» **Short task**
Copy the data below word for word, leaving out the pictures.

» **Dataset**

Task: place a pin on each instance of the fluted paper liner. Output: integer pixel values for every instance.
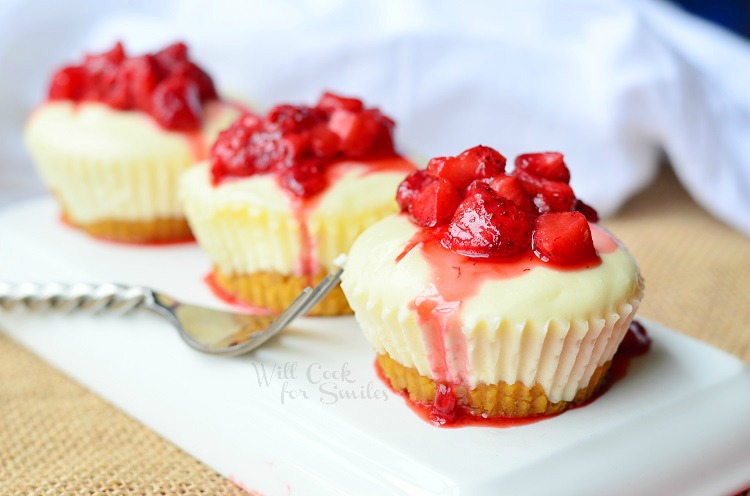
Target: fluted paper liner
(107, 192)
(561, 357)
(257, 252)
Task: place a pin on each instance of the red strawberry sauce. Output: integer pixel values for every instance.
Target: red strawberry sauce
(456, 278)
(478, 223)
(307, 149)
(445, 412)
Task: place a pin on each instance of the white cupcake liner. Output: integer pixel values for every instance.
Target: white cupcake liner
(126, 190)
(560, 356)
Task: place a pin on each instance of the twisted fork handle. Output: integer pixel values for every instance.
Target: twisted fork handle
(69, 297)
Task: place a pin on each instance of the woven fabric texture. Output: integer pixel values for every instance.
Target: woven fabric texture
(58, 438)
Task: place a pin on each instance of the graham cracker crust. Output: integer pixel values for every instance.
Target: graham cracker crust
(489, 400)
(140, 232)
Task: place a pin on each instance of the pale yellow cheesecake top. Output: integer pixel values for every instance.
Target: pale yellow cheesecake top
(504, 327)
(107, 164)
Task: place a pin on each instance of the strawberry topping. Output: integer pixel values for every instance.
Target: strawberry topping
(478, 210)
(434, 205)
(546, 165)
(475, 163)
(298, 142)
(563, 238)
(166, 85)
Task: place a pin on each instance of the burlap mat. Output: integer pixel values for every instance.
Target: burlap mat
(58, 438)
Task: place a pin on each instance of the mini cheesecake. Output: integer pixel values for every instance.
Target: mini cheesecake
(492, 294)
(283, 195)
(115, 134)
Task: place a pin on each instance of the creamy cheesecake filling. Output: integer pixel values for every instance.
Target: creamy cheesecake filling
(544, 326)
(106, 164)
(250, 225)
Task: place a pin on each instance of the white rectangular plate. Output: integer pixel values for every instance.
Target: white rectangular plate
(676, 424)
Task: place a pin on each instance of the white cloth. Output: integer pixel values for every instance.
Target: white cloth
(610, 83)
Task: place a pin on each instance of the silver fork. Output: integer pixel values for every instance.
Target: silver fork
(210, 331)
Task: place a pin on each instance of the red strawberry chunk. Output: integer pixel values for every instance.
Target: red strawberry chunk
(435, 204)
(548, 195)
(146, 83)
(176, 104)
(563, 238)
(510, 188)
(486, 225)
(587, 210)
(410, 186)
(445, 403)
(68, 84)
(546, 165)
(475, 163)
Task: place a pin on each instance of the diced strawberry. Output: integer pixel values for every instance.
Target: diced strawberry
(69, 83)
(435, 204)
(510, 188)
(475, 163)
(486, 225)
(305, 178)
(445, 403)
(355, 131)
(547, 195)
(587, 210)
(563, 238)
(105, 61)
(636, 341)
(410, 186)
(292, 118)
(324, 143)
(546, 165)
(139, 76)
(194, 73)
(330, 102)
(176, 104)
(169, 56)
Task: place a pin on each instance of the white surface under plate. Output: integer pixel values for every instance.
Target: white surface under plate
(676, 424)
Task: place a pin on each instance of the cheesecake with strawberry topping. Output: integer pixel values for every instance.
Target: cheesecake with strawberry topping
(116, 132)
(283, 195)
(493, 292)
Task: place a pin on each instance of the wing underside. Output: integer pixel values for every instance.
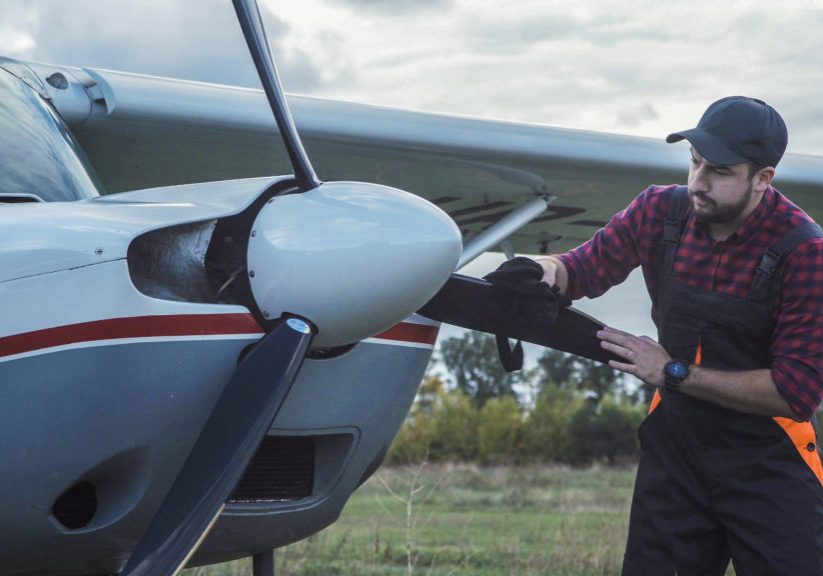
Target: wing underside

» **Exercise response**
Task: place a pin on each instance of the fluted paper liner. Output: integer pixel values for every instance.
Target: fluted paper liner
(107, 192)
(561, 357)
(257, 252)
Task: place a pin on each instance of the red strawberry sauce. Output: integer pixel values for every instance.
Target: red strawberry sauce
(456, 278)
(478, 223)
(307, 149)
(445, 412)
Task: place a pin on each instance of the white cupcake liner. Output: integer pixel values for every instance.
Target: white cupcake liner
(126, 190)
(560, 356)
Task: place a pin on each instance of the twisted fork handle. Output: integer pixel values for every instance.
Target: twisted fork handle
(69, 297)
Task: place a pin on each instance of the woven fabric texture. Output: integer pixel values for every instance.
Target: woven fabric texture
(58, 438)
Task: place a pin on each instance of the graham cracker crust. Output: integer pixel values for every instance.
Target: graham cracker crust
(489, 400)
(140, 232)
Task: place a pin on each instance of the pale yellow cheesecake top. Output: integer pixel values for every instance.
Target: pale yellow cheesecake top
(504, 327)
(107, 164)
Task: place a pin on each instance of the strawberry topping. Output: integer pixel values for every instance.
Target: strawberry topping
(478, 210)
(434, 205)
(546, 165)
(475, 163)
(298, 142)
(563, 238)
(166, 85)
Task: place a pin on each instance of the burlap mat. Output: integer pixel values for every instance.
Target: burlap mat
(58, 438)
Task: place a pin on each instance of the mini cheesecake. Output: integer pixel values for every instance.
Target: mini cheesecake
(492, 294)
(283, 195)
(115, 134)
Task: place a pin on each instance of the creamy cheesecake filling. Output: integer pixel values for every instance.
Target: creamy cheesecake filling
(544, 326)
(106, 164)
(250, 225)
Task: place a pin on each instance of the white rectangular plate. Output: integer pixel values for every instance.
Target: white rectangular plate
(676, 424)
Task: place a pin on each instance of the white cloth. Output: integer pixel values for every instance.
Target: white cloth
(610, 83)
Task: place a pin on each instance of the silver fork. Output: integer pixel values for every instance.
Target: silver fork
(210, 331)
Task: place a pin on each instance of the red strawberry chunk. Output: integer pixel values for every instance.
Target: red strawberry chunk
(435, 204)
(548, 195)
(146, 83)
(176, 104)
(563, 238)
(510, 188)
(486, 225)
(587, 210)
(410, 186)
(445, 403)
(68, 84)
(546, 165)
(475, 163)
Task: place a pin on each instance of the diced strawberry. Output: integer pixel values for every instance.
Target: diced strawberry
(69, 83)
(435, 204)
(510, 188)
(475, 163)
(486, 225)
(305, 178)
(445, 403)
(355, 131)
(547, 195)
(587, 210)
(563, 238)
(105, 61)
(636, 341)
(410, 186)
(292, 118)
(324, 143)
(546, 165)
(139, 76)
(194, 73)
(330, 102)
(176, 104)
(169, 56)
Task: place a pin on each instance of the white surface under plate. Output: integer pixel values for every instance.
Target: white surface under plate
(676, 424)
Task: place a pin on each instance of the cheesecake with strawberry topping. Output: integer pixel values for every instance.
Target: cheesecake with strawberry topping
(116, 132)
(283, 195)
(493, 292)
Task: place a pin on each instance of the wing underside. Output: integer pixel values for every instance.
Target: wing underside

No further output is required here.